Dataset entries
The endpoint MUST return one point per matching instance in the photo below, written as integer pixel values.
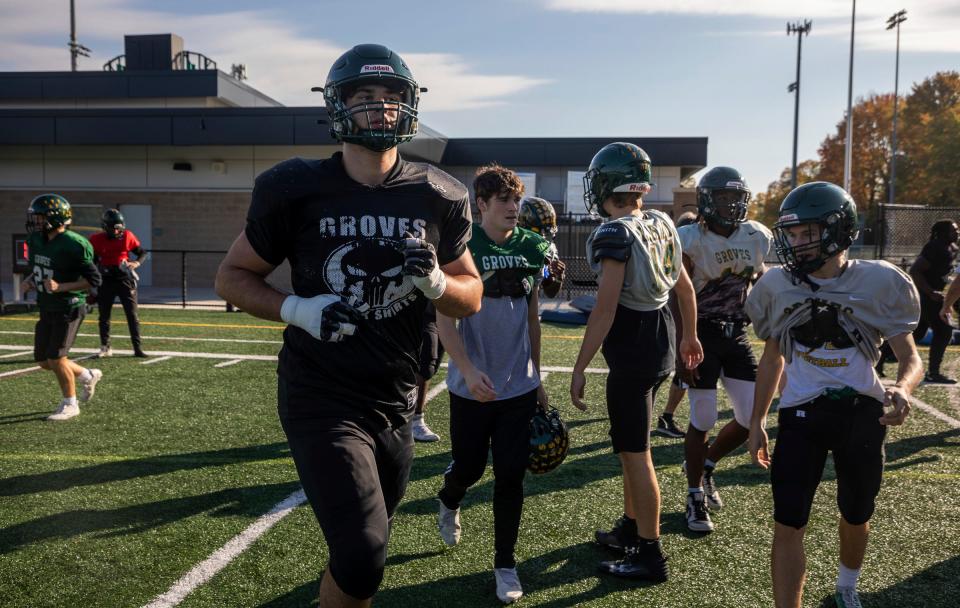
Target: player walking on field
(826, 316)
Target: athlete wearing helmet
(371, 238)
(826, 316)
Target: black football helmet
(831, 209)
(48, 212)
(617, 167)
(113, 223)
(371, 64)
(549, 441)
(723, 187)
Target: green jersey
(61, 259)
(513, 268)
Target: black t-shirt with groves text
(342, 237)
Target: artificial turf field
(172, 460)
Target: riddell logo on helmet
(376, 68)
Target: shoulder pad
(445, 184)
(612, 240)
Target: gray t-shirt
(497, 342)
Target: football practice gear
(723, 187)
(327, 317)
(617, 167)
(48, 212)
(549, 441)
(420, 262)
(113, 223)
(822, 203)
(372, 64)
(538, 215)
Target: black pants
(354, 472)
(475, 429)
(849, 428)
(126, 290)
(942, 332)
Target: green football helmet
(822, 203)
(617, 167)
(549, 441)
(371, 64)
(113, 223)
(723, 187)
(48, 212)
(538, 215)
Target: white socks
(847, 577)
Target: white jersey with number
(723, 267)
(654, 264)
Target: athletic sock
(847, 577)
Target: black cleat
(648, 564)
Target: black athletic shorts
(732, 356)
(431, 351)
(354, 470)
(55, 332)
(850, 430)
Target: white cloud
(281, 61)
(932, 25)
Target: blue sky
(545, 67)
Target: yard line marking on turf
(27, 370)
(219, 559)
(157, 360)
(205, 570)
(177, 338)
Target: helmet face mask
(723, 197)
(48, 212)
(816, 209)
(372, 98)
(617, 167)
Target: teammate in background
(63, 271)
(637, 256)
(431, 354)
(349, 363)
(494, 374)
(538, 215)
(724, 253)
(929, 273)
(830, 315)
(112, 248)
(666, 425)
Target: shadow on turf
(250, 501)
(65, 479)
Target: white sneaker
(421, 432)
(508, 585)
(448, 521)
(65, 412)
(88, 387)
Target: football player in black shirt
(371, 239)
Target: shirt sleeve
(267, 224)
(455, 232)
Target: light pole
(848, 151)
(800, 29)
(894, 22)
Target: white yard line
(230, 362)
(218, 560)
(157, 360)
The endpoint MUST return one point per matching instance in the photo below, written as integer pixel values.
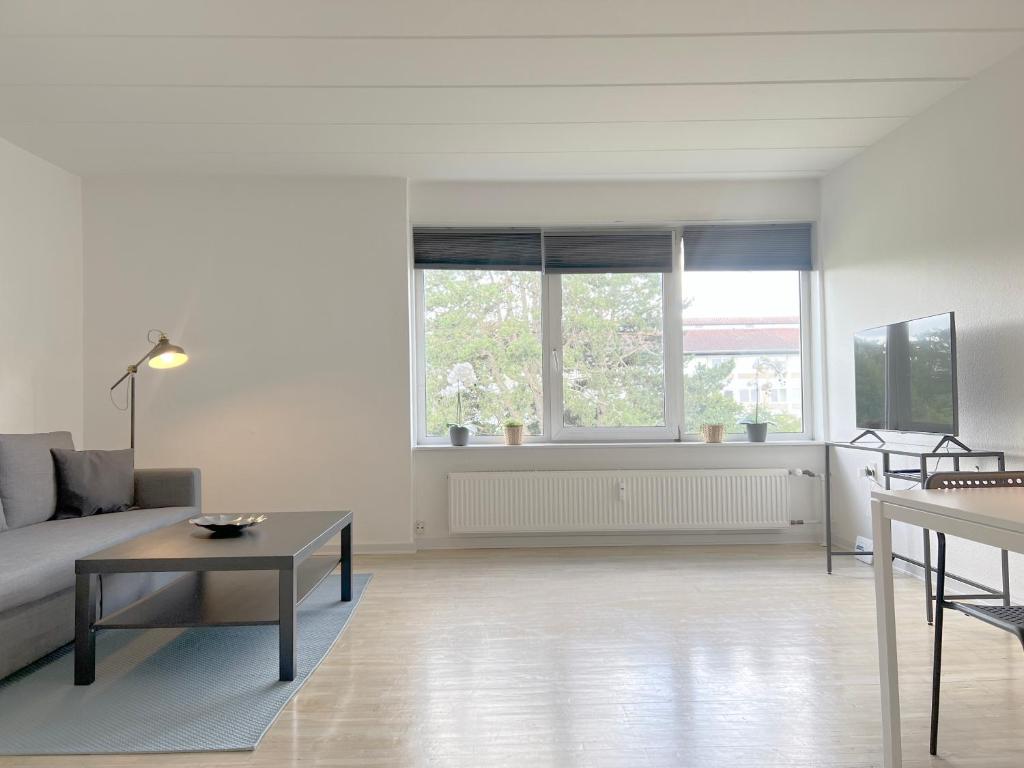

▶ PROBLEM DETAILS
Copy out the entries exactly. No pictures.

▶ WRITTEN RESPONSE
The endpoint MUST return one point per matching instance in the photo below, written as integer pixel values.
Target: player walking on field
(826, 316)
Target: athlete wearing helmet
(371, 238)
(826, 316)
Target: black football helmet
(831, 209)
(48, 212)
(617, 167)
(113, 223)
(371, 64)
(549, 441)
(723, 187)
Target: green jersey
(61, 259)
(513, 268)
Target: black t-shirt with groves text
(342, 237)
Target: artificial turf field
(172, 460)
Target: riddell logo on helmet
(376, 68)
Target: shoulder pad
(445, 184)
(612, 240)
Target: gray t-shirt
(497, 342)
Target: football practice gear
(723, 187)
(327, 317)
(617, 167)
(48, 212)
(549, 441)
(420, 262)
(113, 223)
(822, 203)
(372, 64)
(538, 215)
Target: black pants
(354, 472)
(475, 429)
(849, 428)
(126, 290)
(942, 332)
Target: green football helmet
(822, 203)
(617, 167)
(549, 441)
(371, 64)
(113, 223)
(723, 187)
(48, 212)
(538, 215)
Target: white socks
(847, 577)
Target: white jersey with number
(723, 267)
(654, 264)
Target: athletic sock
(847, 577)
Target: black cleat
(648, 564)
Target: black athletic shorts
(732, 356)
(431, 351)
(354, 470)
(55, 332)
(850, 430)
Target: white cloud
(281, 61)
(932, 25)
Target: blue sky
(545, 67)
Target: yard line marking on turf
(27, 370)
(219, 559)
(157, 360)
(205, 570)
(177, 338)
Target: helmet face mask
(723, 197)
(48, 212)
(816, 209)
(372, 98)
(617, 167)
Target: teammate in background
(63, 271)
(637, 256)
(431, 354)
(349, 363)
(494, 374)
(538, 215)
(724, 253)
(929, 273)
(830, 315)
(112, 248)
(666, 425)
Target: shadow on turf
(250, 501)
(65, 479)
Target: white sneaker
(421, 432)
(508, 585)
(448, 521)
(65, 412)
(88, 387)
Target: football player in black shirt
(371, 239)
Target: shirt sleeve
(267, 224)
(455, 232)
Target: light pole
(848, 151)
(800, 29)
(894, 22)
Target: white yard line
(230, 362)
(218, 560)
(157, 360)
The endpoint MUST return one point per matching instance in the photo below, written as integer pixel values.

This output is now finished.